## Text section
★ ★ ★

MR WENDLER:   No, your Honour.

HAYNE J:   What issues were agitated at trial other than the single issue of cultivate?

MR WENDLER:    Well, that was the only issue that was agitated, but that is not the issue here. The issue here is whether or not a judge sitting without a jury has complied with the mandatory provisions of section 33(2) of the Criminal Procedure Act.

GAUDRON J:   But that can be complied with if, as a matter of necessary implication ‑ ‑ ‑

MR WENDLER:    It is not even ‑ ‑ ‑

GAUDRON J:   That is so.

MR WENDLER:    The reasons for a judgment by the primary judge do not even go that far, in my respectful submission.

HAYNE J:   Could you answer the question I posed to Mr Blackmore?  This fellow contemplating his fate in jail, would he know what the judge found on the issue tendered at his trial?

MR WENDLER:    No.  In fact, what he understood the judge found and based his criminal responsibility on was what is identified on page 13 of the application book in the reasons for judgment of the primary judge at line 20, where it is expressed:

Having rejected the accused’s evidence I reject as being completely untenable the view that he did not know of the existence of these plots upon his land.

And it goes on further on page 14 at line 20:

It is inconceivable that, some of the plots being so close to his house, that he would not know of their existence at some time over the many months that they must have been there because they were quite an advanced crop.

In other words, this applicant thought he was convicted of cultivation on the basis that his version of events were rejected and he must have known of the existence of these Indian hemp crops.  In short, there has been a finding of guilt on a basis totally alien to the charge.

GAUDRON J:   Well, you pick that up but that really is the trial judge’s explanation for rejecting his evidence that he did not know.  The finding of cultivation is the inference drawn from the presence of the equipment on the property.  And what your argument would seem to go to is this, it would seem to say that in any circumstantial case, there has to be a more precise finding that cultivate.

MR WENDLER:    And that is exactly why this Court in Fleming at page 13, when identifying the legal effect of section 33(2) of the Criminal Procedure Act, said at page 13, as part of its fifth proposition of eight propositions raised in relation to the legal effect of section 33, at page 13:

Fifthly, whilst s33(2), when specifying that which a “judgment” must include, does not use the expression “reasons for judgment”, it should not be taken as intending that the requirements of s 33(2) be satisfied merely by a bare statement of the principles of law that the judge has applied and the findings of fact that the judge has made. Rather, there must be exposed the reasoning process linking them and justifying the latter and, ultimately, the verdict that is reached.

★ ★ ★

## Given data
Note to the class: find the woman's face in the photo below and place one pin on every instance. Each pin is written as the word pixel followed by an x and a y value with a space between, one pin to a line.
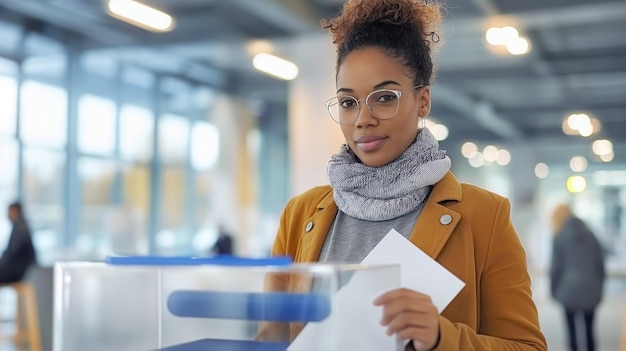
pixel 377 142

★ ★ ★

## Stated problem 1
Print the part of the court transcript from "Fifthly, whilst s33(2), when" to "that is reached." word for word.
## Stated problem 2
In the court transcript, why does Mr Wendler say the applicant was found guilty on a basis totally alien to the charge?
Work only from the court transcript, not the listing.

## Output 1
Fifthly, whilst s33(2), when specifying that which a “judgment” must include, does not use the expression “reasons for judgment”, it should not be taken as intending that the requirements of s 33(2) be satisfied merely by a bare statement of the principles of law that the judge has applied and the findings of fact that the judge has made. Rather, there must be exposed the reasoning process linking them and justifying the latter and, ultimately, the verdict that is reached.

## Output 2
The parts of the primary judge's reasons that the applicant took as the basis for his conviction were about rejecting his evidence and finding he must have known the plots were on his land. So he believed he was convicted of cultivation only because his version of events was rejected and he must have known the Indian hemp crops were there.